What you have to do:
Reproduce the records from the line containing "Practice step: identify the green and" through the end of the records, inclusive. Keep the requests and their sample points unchanged, but multiply every coordinate in the answers by 0.75 and round each result to a whole number, with halves rounded up.

Materials provided:
※ ※ ※

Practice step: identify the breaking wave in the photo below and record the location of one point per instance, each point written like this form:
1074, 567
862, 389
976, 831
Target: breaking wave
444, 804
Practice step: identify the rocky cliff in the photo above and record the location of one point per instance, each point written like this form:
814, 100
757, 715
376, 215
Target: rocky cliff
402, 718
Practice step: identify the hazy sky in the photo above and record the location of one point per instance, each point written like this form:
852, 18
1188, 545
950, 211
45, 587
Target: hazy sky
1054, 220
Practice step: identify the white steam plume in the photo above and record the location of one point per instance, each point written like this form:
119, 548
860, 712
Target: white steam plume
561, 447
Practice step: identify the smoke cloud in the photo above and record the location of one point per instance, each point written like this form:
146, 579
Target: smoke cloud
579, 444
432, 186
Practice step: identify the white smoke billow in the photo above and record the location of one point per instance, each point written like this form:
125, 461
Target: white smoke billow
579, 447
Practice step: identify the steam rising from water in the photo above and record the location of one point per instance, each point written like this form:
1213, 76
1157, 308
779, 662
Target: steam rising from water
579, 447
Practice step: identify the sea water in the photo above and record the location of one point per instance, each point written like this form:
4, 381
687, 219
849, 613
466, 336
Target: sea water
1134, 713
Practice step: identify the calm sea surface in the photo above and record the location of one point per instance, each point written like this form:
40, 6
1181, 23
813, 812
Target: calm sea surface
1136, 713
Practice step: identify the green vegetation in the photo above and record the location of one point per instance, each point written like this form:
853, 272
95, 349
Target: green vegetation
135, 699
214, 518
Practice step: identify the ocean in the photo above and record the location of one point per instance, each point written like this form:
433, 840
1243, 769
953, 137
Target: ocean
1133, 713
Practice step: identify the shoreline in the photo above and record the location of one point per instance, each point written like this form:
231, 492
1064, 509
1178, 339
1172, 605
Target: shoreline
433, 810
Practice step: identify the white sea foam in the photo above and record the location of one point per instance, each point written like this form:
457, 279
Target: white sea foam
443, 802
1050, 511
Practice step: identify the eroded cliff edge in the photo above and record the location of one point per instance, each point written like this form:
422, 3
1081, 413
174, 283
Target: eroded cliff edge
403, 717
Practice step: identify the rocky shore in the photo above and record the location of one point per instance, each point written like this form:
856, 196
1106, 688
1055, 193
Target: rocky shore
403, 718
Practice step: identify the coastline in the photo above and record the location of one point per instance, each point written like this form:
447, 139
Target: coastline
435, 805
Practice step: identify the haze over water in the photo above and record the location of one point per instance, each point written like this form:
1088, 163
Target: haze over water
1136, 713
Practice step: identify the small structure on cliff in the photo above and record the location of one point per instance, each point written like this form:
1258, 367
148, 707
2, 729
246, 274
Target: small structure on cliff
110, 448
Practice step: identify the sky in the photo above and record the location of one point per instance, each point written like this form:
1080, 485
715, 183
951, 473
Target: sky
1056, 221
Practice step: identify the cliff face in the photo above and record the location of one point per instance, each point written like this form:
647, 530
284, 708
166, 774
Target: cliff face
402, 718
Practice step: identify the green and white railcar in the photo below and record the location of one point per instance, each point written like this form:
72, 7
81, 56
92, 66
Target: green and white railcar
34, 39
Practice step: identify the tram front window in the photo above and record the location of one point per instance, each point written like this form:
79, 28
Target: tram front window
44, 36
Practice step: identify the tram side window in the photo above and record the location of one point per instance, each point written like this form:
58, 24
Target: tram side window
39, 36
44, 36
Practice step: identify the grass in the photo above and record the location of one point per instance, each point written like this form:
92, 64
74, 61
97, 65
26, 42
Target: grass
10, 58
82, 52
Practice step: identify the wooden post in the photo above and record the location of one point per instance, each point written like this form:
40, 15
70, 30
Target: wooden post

※ ※ ※

Task solution:
Practice step: identify the green and white railcar in the photo below and record the location of one point per instance, each point written like this form:
72, 7
81, 56
92, 66
Target: green and white railcar
26, 29
Practice step: identify the tram front window in the photo above and record the location of one point per instance, each point written like this form:
79, 28
Target: tram front window
33, 27
Practice step: identify the tram side window in the photo above and record the location of one point per instance, each point written like this form:
58, 24
Target: tram side window
29, 27
33, 27
Practice step: identify the grass in the photo above and record the location of one point per instance, each point written like this form:
92, 64
74, 61
97, 65
26, 42
Target: grass
8, 44
62, 39
Practice step: identify the wooden post in the photo above and record the location of one point per instance, each point written like this form:
40, 15
70, 30
Target: wooden post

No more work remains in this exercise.